## WHAT THIS TASK INVOLVES
Write a continuation of the passage on food combining and meal sequencing, picking up after its final sentence.
*** Opening PASSAGE SHOWN ***
The complete digestion of starch, protein and fat requires time—about one to two hours for raw food meals and several hours longer for cooked foods. The digestion of these nutrients also requires full-strength enzymatic action. If starchy and fatty high-protein foods are ingested with water, beverages and watery fruit, the additional liquid content will dilute the concentration of the digestive enzymes, reducing their effectiveness.

If sweet nonacid fruit is eaten with large portions of starchy and/or fatty high-protein foods, they will be detained for more than an hour in the stomach and will transit more slowly through the bowel. Their sugars will warm up and ferment, potentially causing all sorts of problems, including irritable bowel, bacteria overgrowth, gassiness, diarrhea, vomiting and brain fog. Furthermore, simultaneous high concentrations of sugar and fat in the bloodstream causes problems with blood-sugar metabolism such as diabetes.

If small portions of starchy and/or fatty high-protein foods are eaten with large portions of sweet fruits or juices, this hinders the body’s ability to sense the presence of the starch, protein and fat. The digestive enzymes they require may not be secreted, and fermentation and putrefaction likely will occur. As an example, nuts/seeds/butters/avocado added to sweet nonacid fruit smoothies will not be digested.

Food Preparation

K.I.S.S.—Keep It Simple Señor (or Señorita). A meal of one kind of fruit is optimum. Blending two or three different fruits with some celery and lettuce also yields an easily handled meal. A simple torn- or shredded-vegetable salad with tomato and cucumber and half an avocado or a dressing of 1 to 2 ounces of soaked seeds or nuts blended with celery and tomato or citrus fruit will generally make for a digestible meal if we chew well and do not overeat.

A salad with lettuce, tomato and cucumber
Simple salads made with just a few ingredients enable ease of digestion.

Meal Sequencing

Based on our digestive physiology and bodily rhythms, the best meal sequencing is two to four fruit or fruit-and-greens meals during the day. You could follow that by a glass of raw vegetable juice and then for dinner, at least one-half hour later, a properly combined vegetable salad with one fatty food such as avocado, nuts or seeds.

Note that it is not necessary and, in many cases, it is unhealthful to eat fatty food every day. Furthermore, it is OK to have a dinner of simply more fruit or fruit and greens.
*** Closing PASSAGE SHOWN ***
*** Opening RECORDED INFORMATION ***
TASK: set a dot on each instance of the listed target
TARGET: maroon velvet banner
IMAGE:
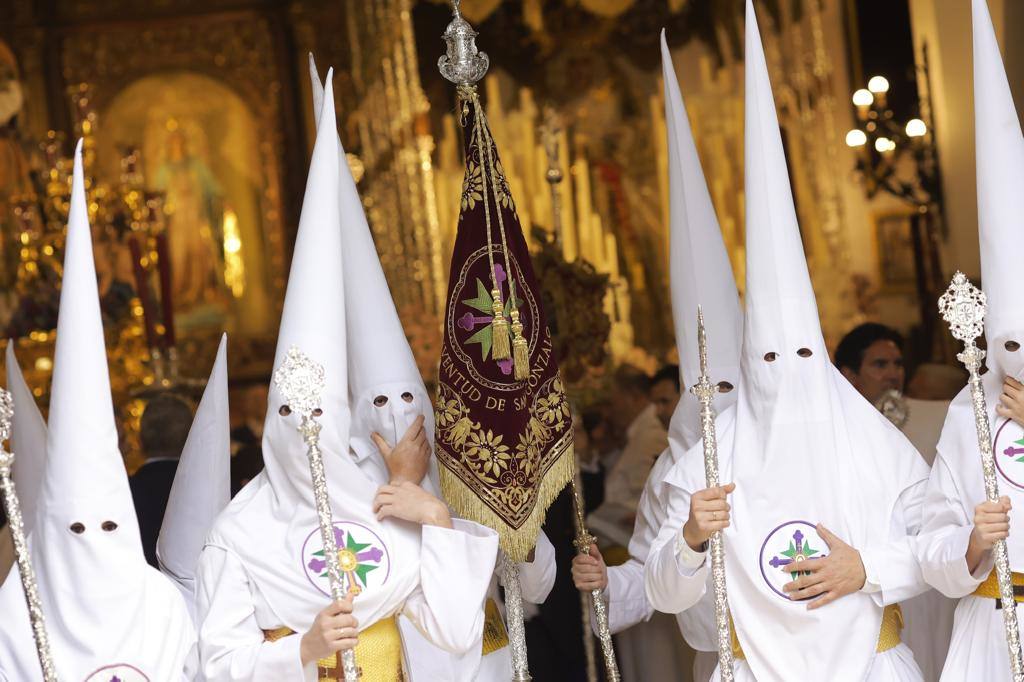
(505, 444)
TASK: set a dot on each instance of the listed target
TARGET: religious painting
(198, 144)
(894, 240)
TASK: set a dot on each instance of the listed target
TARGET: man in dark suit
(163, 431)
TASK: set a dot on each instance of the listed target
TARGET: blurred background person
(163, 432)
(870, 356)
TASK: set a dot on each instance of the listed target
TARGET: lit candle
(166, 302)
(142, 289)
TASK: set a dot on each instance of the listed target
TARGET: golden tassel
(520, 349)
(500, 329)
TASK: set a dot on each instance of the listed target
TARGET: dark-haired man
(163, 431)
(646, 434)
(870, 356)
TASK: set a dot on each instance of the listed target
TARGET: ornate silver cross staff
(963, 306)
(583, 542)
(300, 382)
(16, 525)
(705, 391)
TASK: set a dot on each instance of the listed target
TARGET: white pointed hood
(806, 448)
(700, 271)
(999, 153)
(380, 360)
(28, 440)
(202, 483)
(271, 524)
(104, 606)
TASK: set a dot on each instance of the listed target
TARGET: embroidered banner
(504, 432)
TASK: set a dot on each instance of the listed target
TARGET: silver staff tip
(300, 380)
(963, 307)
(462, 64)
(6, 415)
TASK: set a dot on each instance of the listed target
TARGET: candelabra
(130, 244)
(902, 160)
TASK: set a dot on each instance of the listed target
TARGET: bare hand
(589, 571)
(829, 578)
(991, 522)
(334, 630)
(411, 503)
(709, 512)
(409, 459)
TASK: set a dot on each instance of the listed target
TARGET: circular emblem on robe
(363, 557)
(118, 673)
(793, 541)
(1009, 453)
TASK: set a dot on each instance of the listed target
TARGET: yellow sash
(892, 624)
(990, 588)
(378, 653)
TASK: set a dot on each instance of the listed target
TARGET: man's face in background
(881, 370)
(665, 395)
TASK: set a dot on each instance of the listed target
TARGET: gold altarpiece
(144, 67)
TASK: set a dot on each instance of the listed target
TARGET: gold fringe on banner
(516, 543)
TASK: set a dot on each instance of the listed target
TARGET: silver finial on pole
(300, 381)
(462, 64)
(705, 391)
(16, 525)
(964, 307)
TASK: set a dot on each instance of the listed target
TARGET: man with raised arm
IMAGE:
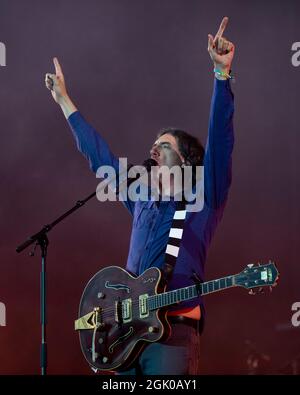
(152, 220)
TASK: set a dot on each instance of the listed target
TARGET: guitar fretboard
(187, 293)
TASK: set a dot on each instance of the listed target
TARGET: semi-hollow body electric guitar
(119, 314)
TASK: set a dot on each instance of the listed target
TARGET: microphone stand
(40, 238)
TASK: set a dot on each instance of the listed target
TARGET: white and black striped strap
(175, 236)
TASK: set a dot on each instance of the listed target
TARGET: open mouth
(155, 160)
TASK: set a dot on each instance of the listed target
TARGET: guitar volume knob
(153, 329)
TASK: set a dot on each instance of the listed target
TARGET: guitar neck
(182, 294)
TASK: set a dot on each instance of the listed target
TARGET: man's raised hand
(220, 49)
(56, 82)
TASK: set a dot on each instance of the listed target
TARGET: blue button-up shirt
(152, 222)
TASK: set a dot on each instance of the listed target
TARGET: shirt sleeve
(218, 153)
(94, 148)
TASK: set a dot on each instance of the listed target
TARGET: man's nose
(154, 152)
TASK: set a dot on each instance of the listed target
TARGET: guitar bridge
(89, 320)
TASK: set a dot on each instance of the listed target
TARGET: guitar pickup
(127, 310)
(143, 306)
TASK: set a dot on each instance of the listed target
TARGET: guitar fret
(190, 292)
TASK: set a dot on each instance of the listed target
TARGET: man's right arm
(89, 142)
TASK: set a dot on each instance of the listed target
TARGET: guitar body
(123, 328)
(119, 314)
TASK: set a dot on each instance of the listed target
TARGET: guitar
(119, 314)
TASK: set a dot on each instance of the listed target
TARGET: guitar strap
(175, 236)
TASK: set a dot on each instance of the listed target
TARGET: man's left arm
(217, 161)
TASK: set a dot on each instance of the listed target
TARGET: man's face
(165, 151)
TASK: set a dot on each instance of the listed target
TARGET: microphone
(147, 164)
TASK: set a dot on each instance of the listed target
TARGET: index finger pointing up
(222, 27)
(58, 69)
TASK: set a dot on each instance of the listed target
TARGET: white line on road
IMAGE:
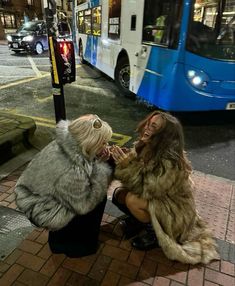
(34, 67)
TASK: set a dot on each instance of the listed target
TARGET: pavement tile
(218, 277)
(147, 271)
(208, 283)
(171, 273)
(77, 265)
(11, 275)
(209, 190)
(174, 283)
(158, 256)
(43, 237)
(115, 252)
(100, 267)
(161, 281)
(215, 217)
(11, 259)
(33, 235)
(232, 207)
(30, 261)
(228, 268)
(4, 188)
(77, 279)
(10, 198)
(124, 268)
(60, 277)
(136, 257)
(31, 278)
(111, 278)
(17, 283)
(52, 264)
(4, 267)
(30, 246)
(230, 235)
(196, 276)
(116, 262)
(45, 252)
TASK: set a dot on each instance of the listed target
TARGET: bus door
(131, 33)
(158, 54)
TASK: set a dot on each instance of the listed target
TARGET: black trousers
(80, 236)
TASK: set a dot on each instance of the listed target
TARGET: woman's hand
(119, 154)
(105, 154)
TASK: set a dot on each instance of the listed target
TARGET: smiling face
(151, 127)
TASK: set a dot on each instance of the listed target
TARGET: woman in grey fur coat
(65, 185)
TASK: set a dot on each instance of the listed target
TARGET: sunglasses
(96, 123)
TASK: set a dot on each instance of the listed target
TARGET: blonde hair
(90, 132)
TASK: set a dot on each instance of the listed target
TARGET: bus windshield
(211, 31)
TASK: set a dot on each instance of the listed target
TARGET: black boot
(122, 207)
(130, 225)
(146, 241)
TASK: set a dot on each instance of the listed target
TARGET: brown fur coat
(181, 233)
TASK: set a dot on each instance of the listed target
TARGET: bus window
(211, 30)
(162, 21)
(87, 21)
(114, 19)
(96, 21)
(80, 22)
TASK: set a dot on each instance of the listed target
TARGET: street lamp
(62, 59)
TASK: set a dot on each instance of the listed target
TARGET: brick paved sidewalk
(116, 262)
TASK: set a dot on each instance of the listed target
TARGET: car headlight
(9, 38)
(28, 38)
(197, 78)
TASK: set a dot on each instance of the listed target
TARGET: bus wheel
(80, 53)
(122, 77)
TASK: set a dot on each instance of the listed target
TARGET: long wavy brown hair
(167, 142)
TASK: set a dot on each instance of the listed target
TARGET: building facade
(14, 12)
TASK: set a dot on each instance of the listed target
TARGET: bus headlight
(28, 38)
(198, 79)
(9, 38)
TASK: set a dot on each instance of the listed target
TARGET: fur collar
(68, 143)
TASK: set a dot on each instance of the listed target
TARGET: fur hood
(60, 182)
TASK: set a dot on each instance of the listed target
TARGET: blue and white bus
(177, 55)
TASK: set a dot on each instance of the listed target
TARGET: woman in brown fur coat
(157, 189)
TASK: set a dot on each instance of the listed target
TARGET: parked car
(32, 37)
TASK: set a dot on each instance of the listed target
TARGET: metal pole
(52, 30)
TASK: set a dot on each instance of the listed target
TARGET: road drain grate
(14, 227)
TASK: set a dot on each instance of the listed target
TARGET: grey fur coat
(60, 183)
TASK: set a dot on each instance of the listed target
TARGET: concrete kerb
*** Closing RECORDED INFORMATION ***
## THE ANSWER
Avoid eating a meal of sweet (nonacidic) fruit after a meal with nuts or seeds, even if done many hours later. Nuts and seeds require several hours to transit through the bowel, and the digesta from those concentrated foods will block the movement of sweet fruit, which must move more quickly through the bowel to avoid fermentation. Never eat starches and nuts or seeds on a given day, and never eat sweet or acid fruit after eating cooked food, even if spaced apart by many hours. Never eat sweet fruit after a meal of cooked food—wait until the next morning to have fruit again.

Eating

In order to completely digest our food, we must be present, not tired, calm, relaxed and truly hungry. An empty stomach is not the sign of true hunger. True hunger is a slightly uncomfortable feeling in the back of the throat.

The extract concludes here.